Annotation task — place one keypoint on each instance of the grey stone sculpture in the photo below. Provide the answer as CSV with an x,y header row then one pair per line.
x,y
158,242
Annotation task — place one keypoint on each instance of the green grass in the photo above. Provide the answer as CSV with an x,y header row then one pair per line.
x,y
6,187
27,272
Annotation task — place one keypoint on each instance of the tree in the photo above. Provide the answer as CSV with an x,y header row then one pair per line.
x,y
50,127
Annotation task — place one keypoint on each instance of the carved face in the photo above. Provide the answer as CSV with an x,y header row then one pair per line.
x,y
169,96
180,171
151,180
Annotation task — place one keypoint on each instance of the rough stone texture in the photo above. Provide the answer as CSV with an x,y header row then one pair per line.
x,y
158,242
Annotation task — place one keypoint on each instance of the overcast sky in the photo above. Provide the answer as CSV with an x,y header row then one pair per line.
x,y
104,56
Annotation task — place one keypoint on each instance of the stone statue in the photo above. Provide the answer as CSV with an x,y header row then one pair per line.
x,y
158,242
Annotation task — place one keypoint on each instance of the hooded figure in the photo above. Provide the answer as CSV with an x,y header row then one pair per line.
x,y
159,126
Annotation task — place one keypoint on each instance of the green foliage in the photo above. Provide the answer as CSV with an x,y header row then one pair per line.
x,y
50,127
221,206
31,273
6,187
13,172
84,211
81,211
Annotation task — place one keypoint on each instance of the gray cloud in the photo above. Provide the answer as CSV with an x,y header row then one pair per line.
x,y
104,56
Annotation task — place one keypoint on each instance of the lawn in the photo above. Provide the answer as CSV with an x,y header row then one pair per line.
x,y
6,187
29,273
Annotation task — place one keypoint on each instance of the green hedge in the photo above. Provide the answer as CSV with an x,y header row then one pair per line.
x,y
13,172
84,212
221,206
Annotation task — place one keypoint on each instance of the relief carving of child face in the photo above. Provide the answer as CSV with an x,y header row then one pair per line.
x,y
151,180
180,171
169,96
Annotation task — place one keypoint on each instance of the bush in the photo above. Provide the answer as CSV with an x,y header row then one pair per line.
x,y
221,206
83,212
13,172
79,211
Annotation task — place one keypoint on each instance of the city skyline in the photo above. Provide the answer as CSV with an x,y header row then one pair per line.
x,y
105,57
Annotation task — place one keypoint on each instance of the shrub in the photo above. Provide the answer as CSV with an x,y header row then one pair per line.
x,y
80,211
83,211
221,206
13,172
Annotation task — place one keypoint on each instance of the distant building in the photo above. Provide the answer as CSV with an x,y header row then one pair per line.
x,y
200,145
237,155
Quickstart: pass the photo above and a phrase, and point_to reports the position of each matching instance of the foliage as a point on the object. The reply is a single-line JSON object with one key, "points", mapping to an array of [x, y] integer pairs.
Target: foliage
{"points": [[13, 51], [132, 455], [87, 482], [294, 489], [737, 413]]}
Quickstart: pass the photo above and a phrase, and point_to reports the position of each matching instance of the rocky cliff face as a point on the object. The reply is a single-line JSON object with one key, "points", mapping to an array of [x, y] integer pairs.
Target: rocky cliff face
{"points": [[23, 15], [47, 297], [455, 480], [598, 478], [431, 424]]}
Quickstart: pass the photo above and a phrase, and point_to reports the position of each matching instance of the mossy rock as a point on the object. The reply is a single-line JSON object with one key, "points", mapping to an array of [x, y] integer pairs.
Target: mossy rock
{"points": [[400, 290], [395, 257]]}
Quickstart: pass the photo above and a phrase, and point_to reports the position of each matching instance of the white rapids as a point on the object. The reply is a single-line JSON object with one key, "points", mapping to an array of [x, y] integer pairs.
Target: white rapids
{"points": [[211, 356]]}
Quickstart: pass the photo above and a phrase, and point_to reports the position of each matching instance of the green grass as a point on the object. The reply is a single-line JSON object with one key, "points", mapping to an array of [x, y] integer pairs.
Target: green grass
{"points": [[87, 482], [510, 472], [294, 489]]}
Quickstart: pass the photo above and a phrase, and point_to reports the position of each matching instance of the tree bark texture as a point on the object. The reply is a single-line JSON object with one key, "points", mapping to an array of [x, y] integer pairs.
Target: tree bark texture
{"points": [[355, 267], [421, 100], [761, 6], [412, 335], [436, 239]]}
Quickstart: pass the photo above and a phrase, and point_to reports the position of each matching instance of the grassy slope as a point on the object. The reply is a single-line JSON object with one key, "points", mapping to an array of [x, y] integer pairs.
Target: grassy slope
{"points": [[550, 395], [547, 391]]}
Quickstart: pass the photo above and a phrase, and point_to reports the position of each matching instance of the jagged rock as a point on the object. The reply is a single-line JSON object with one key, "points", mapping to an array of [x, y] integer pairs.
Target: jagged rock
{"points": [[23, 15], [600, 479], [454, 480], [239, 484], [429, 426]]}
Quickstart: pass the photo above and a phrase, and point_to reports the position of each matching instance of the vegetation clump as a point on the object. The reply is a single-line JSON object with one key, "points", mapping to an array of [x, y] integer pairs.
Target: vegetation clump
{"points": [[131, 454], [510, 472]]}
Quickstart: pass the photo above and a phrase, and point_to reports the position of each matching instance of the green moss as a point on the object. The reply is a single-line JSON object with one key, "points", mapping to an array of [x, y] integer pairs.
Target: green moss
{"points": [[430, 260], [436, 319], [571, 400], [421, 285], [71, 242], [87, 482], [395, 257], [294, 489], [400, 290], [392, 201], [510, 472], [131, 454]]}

◇ ◇ ◇

Word for word, transcribe each record.

Annotation task — place one keypoint on each instance of the grey stone sculpture in the photo below. Provide the answer as CSV with an x,y header row then one pair per line.
x,y
158,242
Annotation task — place one keypoint on each instance of the green grass in the photo above. Provide the answer as CSV with an x,y header row then one pair per line.
x,y
6,187
27,272
Annotation task — place one keypoint on each instance of the tree in the photo above. Provide the answer as CSV with an x,y header row then one pair per line.
x,y
50,127
Annotation task — place one keypoint on each instance of the carved face in the photo above. Provide the answer as CSV with an x,y header row then one pair per line.
x,y
169,96
180,171
151,180
Annotation task — place one keypoint on each instance of the rough stone texture in the photo above. Provide the answer as CSV with an x,y header row then one pair per line.
x,y
158,242
Annotation task — place one keypoint on each instance of the overcast sky in the photo above. Provide the answer as CSV with an x,y header row then one pair per line.
x,y
104,56
Annotation task — place one keypoint on each instance of the stone statue in the photo above. Provide the answer as CSV with an x,y header row then one pair per line.
x,y
158,242
Annotation task — place one keypoint on each instance of the hooded figure in the photo above. Provide the answer as CSV with an x,y header row then one pair per line.
x,y
159,126
Annotation task — place one keypoint on each instance of the green foliage in the photo above. Provide the answer as CSV with an x,y header row then one pair per line.
x,y
50,127
221,206
31,273
6,187
13,172
84,211
81,211
Annotation task — place one keypoint on each instance of the gray cloud in the photo above. Provide the answer as CSV with an x,y header row then one pair per line.
x,y
104,56
Annotation task — place one keypoint on each instance of the lawn in the photo above. Provide the answer as CSV with an x,y header row then one pair per line.
x,y
6,187
29,273
Annotation task — place one keypoint on each instance of the green hedge in the photo above. Provide the answer as CSV with an x,y header row then one pair per line.
x,y
13,172
84,212
221,206
Annotation task — place one keypoint on each instance of the relief carving of child face in the photo above. Provide the answer as CSV with an x,y header row then one pair per line.
x,y
151,180
180,171
169,96
Annotation task — place one keypoint on each instance of the bush in the photo above. Provide the answer as CSV with an x,y header row then one pair per line.
x,y
221,206
83,212
13,172
79,211
Annotation task — place one keypoint on each instance of the city skyline in the photo above. Provide the answer as CSV with an x,y header row then one pair per line.
x,y
105,57
Annotation task — place one keypoint on each instance of the shrub in the photo above. Provide the answer as CSV with an x,y header row then one pair per line.
x,y
80,211
83,211
221,206
13,172
Annotation task — place one keypoint on each instance of the distant building in the photo above. Provide the answer as CSV with an x,y header row then one pair per line.
x,y
200,145
237,155
Quickstart: pass the photo above and a phrase, and point_to reports the position of each matching instance of the foliage as a point on the object. The reply is a single-line JSON object with one key, "points", mapping to an array of [x, y] integer pairs.
Target: foliage
{"points": [[13, 51], [132, 455], [87, 482], [294, 489], [737, 413]]}
Quickstart: pass the photo above and a phrase, and point_to reports the position of each matching instance of the rocky cliff face as a point on the object. The reply is a single-line JSON object with one key, "points", mapping to an array of [x, y] integer pairs.
Target: rocky cliff face
{"points": [[23, 15], [47, 297], [455, 480], [598, 478], [431, 424]]}
Quickstart: pass the photo above and a phrase, and point_to reports the position of each matching instance of the mossy rock as a point on the object. The reply is a single-line JSON object with one key, "points", mapping to an array of [x, y] integer pairs.
Target: mossy rock
{"points": [[400, 290], [395, 257]]}
Quickstart: pass the photo above and a phrase, and point_to reports the position of each matching instance of the white rapids as a point on the object. The reply is a single-line JSON object with one key, "points", mapping to an array of [x, y] integer pairs.
Target: white rapids
{"points": [[211, 356]]}
Quickstart: pass the photo above and a phrase, and point_to reports the position of each matching instance of the green grass as a point on the object. The reply is a single-line JSON object with one key, "points", mapping to an array of [x, y] integer pairs.
Target: green grass
{"points": [[87, 482], [510, 472], [294, 489]]}
Quickstart: pass the photo above and a phrase, and point_to reports the position of each matching instance of the tree bark texture as a point on the object. The reply is a single-line JSON object with one key, "points", mapping to an array of [x, y] integer pairs.
Target: tree bark texture
{"points": [[355, 267], [421, 100], [761, 6], [412, 335], [436, 239]]}
Quickstart: pass the photo above and a phrase, and point_to reports the position of each matching instance of the grassy slope as a point on the object. The reply is a single-line JSON object with one key, "points", mapping to an array of [x, y] integer pairs.
Target: grassy slope
{"points": [[550, 395], [547, 391]]}
Quickstart: pass the photo above and a phrase, and point_to reports the position of each matching instance of the jagged rock as a point on the object. The reply is a single-line JSON object with one key, "points", mapping to an array of [x, y] integer pairs.
Target: jagged rock
{"points": [[23, 15], [600, 479], [454, 480], [239, 484], [429, 426]]}
Quickstart: pass the photo above and a phrase, and point_to reports the position of each matching instance of the vegetation clump as a point on the object. The reply is a single-line JSON object with one key, "points", mapping to an array of [x, y] integer pairs.
Target: vegetation clump
{"points": [[131, 454], [510, 472]]}
Quickstart: pass the photo above and a phrase, and point_to reports the position of each matching instance of the green moss as a point on the object. The reply is a single-line JSON object with one key, "points", mapping to an array of [x, y] integer pairs.
Target: green moss
{"points": [[430, 260], [436, 319], [571, 400], [421, 285], [71, 242], [87, 482], [395, 257], [294, 489], [400, 290], [392, 201], [510, 472], [131, 454]]}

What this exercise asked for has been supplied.